◆ Task prompt ◆
The records below are to be reproduced word for word.

(Data excerpts)
###

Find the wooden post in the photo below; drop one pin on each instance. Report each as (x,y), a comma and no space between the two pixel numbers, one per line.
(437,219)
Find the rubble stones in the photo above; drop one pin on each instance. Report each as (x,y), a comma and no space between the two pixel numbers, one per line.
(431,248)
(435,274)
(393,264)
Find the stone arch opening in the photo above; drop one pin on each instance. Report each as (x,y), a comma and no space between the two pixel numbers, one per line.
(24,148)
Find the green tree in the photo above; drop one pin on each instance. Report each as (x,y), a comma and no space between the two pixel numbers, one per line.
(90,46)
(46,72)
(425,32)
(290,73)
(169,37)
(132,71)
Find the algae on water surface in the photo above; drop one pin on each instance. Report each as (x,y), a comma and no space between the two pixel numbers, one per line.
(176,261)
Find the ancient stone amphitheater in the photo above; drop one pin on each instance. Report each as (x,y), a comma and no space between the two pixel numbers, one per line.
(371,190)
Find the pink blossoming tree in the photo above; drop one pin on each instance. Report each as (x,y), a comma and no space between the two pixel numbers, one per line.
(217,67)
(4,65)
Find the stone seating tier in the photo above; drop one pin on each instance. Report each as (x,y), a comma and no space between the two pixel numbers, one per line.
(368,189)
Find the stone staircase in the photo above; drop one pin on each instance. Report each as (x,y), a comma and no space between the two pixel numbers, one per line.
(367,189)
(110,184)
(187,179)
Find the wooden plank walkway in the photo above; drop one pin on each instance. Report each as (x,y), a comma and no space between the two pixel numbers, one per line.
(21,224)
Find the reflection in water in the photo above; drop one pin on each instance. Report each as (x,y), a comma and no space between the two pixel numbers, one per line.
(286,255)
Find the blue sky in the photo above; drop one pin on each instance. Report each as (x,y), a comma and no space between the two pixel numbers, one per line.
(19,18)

###

◆ Answer area ◆
Find the wooden post in the photo below; drop one pin on each instance. Report each as (x,y), a comma and no space between the two pixel numbers, one per line.
(437,219)
Find the rubble stones in the photo above; drop one pin on each instance. Report each as (x,y), a comma and no space between the two pixel numbers, one per line.
(431,248)
(435,274)
(393,264)
Find the stone arch opening in the photo above; drop one pin on each instance. Report each as (x,y), a comma and no space between the two pixel numbers, one per line.
(24,148)
Find the green tree in the photo above; drop one pin on each instance. Report each as (x,y), a comma and no space between the two pixel numbers, one per line.
(90,46)
(46,72)
(425,32)
(290,73)
(169,37)
(132,71)
Find the algae on water surface in the photo above; drop one pin on each instance. Report each as (x,y), a comma and no space between the two pixel numbers, one per line.
(176,261)
Find the ancient stone amphitheater in the photo above; drop one pin on each instance. Report each as (x,y), a comma and no space between the two pixel numbers, one per line.
(371,190)
Find the pink blossoming tree in the photo above; drop one pin on each instance. Report each as (x,y), a comma and no space between the two pixel numbers, one per line.
(217,67)
(4,65)
Find the stone seating tier in the photo above; drop one pin on each instance. Report each as (x,y), a comma and no space between the two pixel numbers, one per line.
(368,189)
Find the stone staircase in the photo above; drop one pin on each instance. Report each as (x,y), a comma and no space between the two pixel numbers, one per line.
(367,189)
(110,184)
(187,179)
Find the wooden plank walkway in the photo above; drop one pin on each instance. Report each as (x,y), a comma and no space between the two pixel numbers, one per line.
(21,224)
Find the reflection in water in the photo above; drop one pin on each instance. Report each as (x,y), a comma and no space between the two pixel numbers, one per line.
(286,255)
Find the blue sky in the photo above; drop one pin on each instance. Report each as (x,y), a comma and no space between the two pixel numbers, one per line.
(19,18)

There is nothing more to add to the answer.